October 06, 2012, Mark Aumann, NASCAR.com



Harvick diagnoses the cure for RCR's ailments
TALLADEGA, Ala. -- Driver thinks an experienced competition director could turn things around

After finishing 1-2 in this race last fall, Richard Childress Racing should come into this weekend at Talladega Superspeedway brimming with confidence and positive momentum.

After all, Clint Bowyer's victory -- with help from Jeff Burton -- was not only the organization's third Talladega win in the past five races but also RCR's 100th overall.

"When you don't have that guy in there, it just didn't pan out the way that we all thought it would pan out and mesh together and really have things run like they needed to."

--KEVIN HARVICK

Now, the driver who scored that win is with another organization, and RCR hasn't found Victory Lane in the Sprint Cup Series since. It's a situation which has many, including Childress, scratching their heads as to what has happened and what needs to occur to turn things around.

Kevin Harvick's 2012 season pretty much sums up the situation. On a positive note, he ran well enough to make this year's edition of the Chase. But after winning a combined seven races in 2010 and 2011, Harvick has struggled to find his way to the front this season.

He's led just one of the past 17 races -- 101 laps at Atlanta, the week after Gil Martin replaced Shane Martin as crew chief -- and has finishes of 12th, 11th and 13th since the Chase began.

When asked what the team needs to work on to return to prominence, Harvick said, "I don't have enough time" to list it all.

• Given records
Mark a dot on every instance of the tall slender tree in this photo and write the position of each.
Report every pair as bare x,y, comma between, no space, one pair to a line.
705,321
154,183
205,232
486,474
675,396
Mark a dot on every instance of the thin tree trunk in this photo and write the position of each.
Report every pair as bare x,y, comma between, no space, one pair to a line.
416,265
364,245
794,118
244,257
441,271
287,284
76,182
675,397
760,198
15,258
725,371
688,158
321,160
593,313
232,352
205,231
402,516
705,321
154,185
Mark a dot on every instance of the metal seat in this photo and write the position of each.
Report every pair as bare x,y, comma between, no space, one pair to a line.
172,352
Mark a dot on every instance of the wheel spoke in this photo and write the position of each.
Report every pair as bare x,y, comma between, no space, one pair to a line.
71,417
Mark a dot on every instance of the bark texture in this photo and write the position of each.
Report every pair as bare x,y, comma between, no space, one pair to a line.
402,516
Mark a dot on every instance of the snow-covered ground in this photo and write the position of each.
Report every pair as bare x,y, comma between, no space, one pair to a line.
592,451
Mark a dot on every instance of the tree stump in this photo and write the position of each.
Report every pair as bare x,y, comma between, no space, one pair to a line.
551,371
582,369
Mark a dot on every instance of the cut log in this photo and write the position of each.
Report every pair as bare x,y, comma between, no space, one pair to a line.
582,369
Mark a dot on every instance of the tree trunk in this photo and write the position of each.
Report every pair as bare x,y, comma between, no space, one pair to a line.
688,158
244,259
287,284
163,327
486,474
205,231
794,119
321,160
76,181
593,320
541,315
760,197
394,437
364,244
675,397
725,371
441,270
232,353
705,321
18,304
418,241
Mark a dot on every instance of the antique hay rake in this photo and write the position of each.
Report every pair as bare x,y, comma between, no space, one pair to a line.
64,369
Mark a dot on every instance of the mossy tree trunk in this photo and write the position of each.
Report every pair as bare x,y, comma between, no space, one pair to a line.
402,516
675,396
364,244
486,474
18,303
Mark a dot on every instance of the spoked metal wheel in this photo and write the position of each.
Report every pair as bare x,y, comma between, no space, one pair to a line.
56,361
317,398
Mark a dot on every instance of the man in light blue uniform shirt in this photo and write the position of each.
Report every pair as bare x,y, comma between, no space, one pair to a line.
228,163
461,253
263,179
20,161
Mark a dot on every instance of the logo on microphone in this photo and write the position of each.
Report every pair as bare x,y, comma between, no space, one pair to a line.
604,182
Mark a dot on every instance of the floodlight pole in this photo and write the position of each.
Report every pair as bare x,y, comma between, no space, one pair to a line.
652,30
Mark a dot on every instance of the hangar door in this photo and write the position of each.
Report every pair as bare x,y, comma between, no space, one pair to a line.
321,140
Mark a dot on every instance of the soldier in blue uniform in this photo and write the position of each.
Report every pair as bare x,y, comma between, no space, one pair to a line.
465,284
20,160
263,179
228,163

• Task instructions
(A) Rewrite the stretch of the Harvick article from "He's led just" through "the Chase began.", changing "Atlanta" to "Bristol".
(B) Pick up the article on Richard Childress Racing's slump after its last sentence and carry it forward.

• Task responses
(A)
He's led just one of the past 17 races -- 101 laps at Bristol, the week after Gil Martin replaced Shane Martin as crew chief -- and has finishes of 12th, 11th and 13th since the Chase began.

(B)
RCR's director of competition position has been somewhat of a revolving door since Scott Miller left the team last fall for a similar position with Michael Waltrip Racing. And that's a "key piece" to solving the problem, according to Harvick.

"I think Richard would have a lot more answers on these things than I would," Harvick said Friday during his media availability. "I know he has been working hard to fix a lot of things. A lot of it comes with that piece falling into place and structure.

"When you don't have that guy in there, it just didn't pan out the way that we all thought it would pan out and mesh together and really have things run like they needed to. It just kind of became a little bit more disruptive than I think everybody had anticipated."

When a team the size of RCR goes off the tracks, Harvick said it takes a while to get everything -- and everyone -- moving in the right direction again. He's experienced that firsthand as owner of Kevin Harvick, Inc.

"It's a big machine," Harvick said. "When you get just from the small team that we had with the trucks and the Nationwide [Series], when something goes sideways, it definitely takes a while to get it back to where it needs to be.

"Sometimes it's hard to find the problem, and when you are looking for people of that magnitude, there is not a lot of them in the garage. I think it's just something to where the wheel is really big, and sometimes when you get to the top of that wheel to the bottom it's hard to get it back going again. [Childress is] definitely working hard to make all of that happen."

Martin is expected to return as Harvick's crew chief in 2013, adding to a sense of stability there. But the instability within the organization, in Harvick's opinion, can't be solved from atop the pit box.

"As far as I'm concerned, the team is set and going forward," Harvick said. "We have a lot bigger issues to work on than crew chiefs. You can throw crew chiefs at it all day long, but we need to work on things in-house."